### [Your task]
Bring together every line in the data that includes "below".

Content starts

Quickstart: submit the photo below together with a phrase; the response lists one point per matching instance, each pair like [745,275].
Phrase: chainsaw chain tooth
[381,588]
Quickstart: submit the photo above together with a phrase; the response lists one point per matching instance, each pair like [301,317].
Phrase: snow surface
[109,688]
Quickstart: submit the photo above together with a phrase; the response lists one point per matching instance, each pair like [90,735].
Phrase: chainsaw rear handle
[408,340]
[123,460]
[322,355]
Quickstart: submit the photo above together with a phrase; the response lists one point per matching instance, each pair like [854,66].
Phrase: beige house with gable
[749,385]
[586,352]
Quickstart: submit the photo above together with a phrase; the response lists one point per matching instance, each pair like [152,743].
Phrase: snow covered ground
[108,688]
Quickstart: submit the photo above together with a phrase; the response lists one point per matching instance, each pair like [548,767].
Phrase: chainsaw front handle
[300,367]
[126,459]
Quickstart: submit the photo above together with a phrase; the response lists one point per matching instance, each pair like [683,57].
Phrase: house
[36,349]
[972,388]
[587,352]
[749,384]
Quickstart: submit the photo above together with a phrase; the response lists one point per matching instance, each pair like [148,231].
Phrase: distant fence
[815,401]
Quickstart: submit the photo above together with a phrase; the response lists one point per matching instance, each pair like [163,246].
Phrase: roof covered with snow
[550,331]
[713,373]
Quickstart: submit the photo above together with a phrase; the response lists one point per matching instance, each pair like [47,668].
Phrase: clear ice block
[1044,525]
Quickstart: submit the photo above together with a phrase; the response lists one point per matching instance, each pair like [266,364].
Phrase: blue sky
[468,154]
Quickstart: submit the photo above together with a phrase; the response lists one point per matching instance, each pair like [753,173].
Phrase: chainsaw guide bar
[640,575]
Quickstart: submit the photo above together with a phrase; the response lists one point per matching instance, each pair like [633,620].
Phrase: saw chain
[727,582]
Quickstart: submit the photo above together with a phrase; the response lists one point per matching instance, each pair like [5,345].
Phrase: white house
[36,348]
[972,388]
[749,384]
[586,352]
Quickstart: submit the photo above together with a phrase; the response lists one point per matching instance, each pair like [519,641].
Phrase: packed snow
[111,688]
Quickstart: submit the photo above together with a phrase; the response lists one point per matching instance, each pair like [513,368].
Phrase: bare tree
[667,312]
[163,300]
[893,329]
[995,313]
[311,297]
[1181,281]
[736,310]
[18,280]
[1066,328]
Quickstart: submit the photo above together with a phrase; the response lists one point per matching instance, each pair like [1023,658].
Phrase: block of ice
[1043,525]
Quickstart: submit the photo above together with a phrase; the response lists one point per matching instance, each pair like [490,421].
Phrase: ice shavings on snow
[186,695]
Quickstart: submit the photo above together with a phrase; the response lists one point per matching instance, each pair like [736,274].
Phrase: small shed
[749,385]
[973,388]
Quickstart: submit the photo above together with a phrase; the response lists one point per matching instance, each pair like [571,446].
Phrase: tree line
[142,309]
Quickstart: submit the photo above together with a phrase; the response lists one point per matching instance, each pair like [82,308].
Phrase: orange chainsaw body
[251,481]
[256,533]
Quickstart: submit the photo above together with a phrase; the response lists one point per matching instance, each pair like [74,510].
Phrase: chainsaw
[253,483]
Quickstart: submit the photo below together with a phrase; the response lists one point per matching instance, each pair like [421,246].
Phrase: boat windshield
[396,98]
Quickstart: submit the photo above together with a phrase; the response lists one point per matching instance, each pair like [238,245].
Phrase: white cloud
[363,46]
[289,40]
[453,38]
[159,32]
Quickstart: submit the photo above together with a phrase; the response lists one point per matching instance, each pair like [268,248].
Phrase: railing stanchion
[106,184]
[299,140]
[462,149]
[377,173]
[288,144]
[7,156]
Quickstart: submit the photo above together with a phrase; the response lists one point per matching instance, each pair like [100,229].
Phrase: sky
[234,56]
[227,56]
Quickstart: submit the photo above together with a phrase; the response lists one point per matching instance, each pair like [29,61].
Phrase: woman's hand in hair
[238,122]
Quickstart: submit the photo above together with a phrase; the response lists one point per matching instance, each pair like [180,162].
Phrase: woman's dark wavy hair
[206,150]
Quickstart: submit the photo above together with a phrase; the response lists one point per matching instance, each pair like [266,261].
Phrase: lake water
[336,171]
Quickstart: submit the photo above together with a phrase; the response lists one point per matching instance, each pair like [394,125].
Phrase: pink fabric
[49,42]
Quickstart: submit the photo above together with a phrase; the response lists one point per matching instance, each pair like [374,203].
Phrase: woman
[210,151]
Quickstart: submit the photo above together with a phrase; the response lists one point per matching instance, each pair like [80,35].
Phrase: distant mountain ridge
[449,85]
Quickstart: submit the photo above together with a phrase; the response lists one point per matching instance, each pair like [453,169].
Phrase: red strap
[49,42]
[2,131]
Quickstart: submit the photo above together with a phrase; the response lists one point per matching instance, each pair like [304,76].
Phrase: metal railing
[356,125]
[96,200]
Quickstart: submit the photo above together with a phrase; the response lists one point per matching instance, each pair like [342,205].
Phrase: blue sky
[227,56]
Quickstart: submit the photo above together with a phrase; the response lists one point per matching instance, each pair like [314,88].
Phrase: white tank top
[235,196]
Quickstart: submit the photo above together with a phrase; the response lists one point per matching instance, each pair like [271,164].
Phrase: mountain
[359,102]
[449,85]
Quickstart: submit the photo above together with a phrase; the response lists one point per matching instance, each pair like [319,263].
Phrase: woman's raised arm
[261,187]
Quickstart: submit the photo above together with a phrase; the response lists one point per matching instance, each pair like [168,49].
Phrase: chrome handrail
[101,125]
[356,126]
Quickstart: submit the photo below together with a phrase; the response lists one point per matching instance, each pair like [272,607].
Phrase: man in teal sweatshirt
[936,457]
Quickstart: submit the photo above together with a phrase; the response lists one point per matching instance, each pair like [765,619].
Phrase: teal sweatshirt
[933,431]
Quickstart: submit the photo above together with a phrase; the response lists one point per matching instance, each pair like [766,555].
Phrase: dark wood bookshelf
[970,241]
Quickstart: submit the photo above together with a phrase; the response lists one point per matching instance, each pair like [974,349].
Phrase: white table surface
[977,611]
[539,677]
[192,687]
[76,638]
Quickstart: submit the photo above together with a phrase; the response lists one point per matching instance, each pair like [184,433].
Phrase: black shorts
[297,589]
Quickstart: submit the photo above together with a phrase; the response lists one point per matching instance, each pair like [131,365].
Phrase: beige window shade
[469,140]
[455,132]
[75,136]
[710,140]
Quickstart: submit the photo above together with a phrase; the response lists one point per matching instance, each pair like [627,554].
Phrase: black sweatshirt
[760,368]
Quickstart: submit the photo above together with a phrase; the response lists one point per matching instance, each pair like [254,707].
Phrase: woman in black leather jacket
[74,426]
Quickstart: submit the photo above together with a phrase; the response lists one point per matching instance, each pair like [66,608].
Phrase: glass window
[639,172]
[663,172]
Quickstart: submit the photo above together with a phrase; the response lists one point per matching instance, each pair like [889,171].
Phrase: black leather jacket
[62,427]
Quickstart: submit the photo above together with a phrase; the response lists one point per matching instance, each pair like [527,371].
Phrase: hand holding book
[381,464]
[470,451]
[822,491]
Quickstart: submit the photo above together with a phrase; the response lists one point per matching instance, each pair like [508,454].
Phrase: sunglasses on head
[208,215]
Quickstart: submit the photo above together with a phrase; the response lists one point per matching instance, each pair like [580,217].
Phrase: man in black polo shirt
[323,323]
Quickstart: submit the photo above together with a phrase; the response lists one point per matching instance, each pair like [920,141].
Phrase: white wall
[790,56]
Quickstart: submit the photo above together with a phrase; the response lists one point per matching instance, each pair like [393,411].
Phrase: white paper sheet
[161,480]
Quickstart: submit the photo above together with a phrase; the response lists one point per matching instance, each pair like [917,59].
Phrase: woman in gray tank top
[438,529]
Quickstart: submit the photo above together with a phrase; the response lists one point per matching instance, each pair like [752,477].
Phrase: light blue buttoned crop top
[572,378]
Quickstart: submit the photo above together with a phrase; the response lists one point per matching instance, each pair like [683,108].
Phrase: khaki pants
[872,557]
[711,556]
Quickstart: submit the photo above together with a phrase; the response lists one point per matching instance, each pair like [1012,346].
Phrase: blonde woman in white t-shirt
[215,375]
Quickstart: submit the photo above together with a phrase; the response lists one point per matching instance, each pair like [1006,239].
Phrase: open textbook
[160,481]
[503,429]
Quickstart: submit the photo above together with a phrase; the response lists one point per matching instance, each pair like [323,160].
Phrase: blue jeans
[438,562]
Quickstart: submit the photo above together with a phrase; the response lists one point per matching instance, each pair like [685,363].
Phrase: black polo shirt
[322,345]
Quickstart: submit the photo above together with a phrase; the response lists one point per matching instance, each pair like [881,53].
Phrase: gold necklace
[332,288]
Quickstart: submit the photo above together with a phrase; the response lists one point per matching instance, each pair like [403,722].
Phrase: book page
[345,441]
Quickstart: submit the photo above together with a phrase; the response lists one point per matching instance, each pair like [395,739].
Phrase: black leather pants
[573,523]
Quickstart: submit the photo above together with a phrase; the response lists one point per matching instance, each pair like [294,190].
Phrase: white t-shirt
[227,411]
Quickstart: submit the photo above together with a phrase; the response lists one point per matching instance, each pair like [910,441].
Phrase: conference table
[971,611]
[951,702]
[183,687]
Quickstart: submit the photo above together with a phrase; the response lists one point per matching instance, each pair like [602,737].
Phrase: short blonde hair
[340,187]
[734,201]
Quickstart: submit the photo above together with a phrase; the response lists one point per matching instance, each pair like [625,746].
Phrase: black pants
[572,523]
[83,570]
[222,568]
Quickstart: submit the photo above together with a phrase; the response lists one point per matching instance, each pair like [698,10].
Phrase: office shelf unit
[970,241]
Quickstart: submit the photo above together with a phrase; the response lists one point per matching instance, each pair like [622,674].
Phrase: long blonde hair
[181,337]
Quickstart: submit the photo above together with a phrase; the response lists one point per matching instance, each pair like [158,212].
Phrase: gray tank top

Content ends

### [Expected answer]
Quickstart: submit the photo below together with a phrase; the response lists one point per matching instance, each pair like [745,275].
Quickstart: submit the photo below together with a phrase; the response lists one point per matching instance, each pair like [421,246].
Quickstart: submit the photo below together with a phrase; the response lists one point per matching instance, each pair like [272,607].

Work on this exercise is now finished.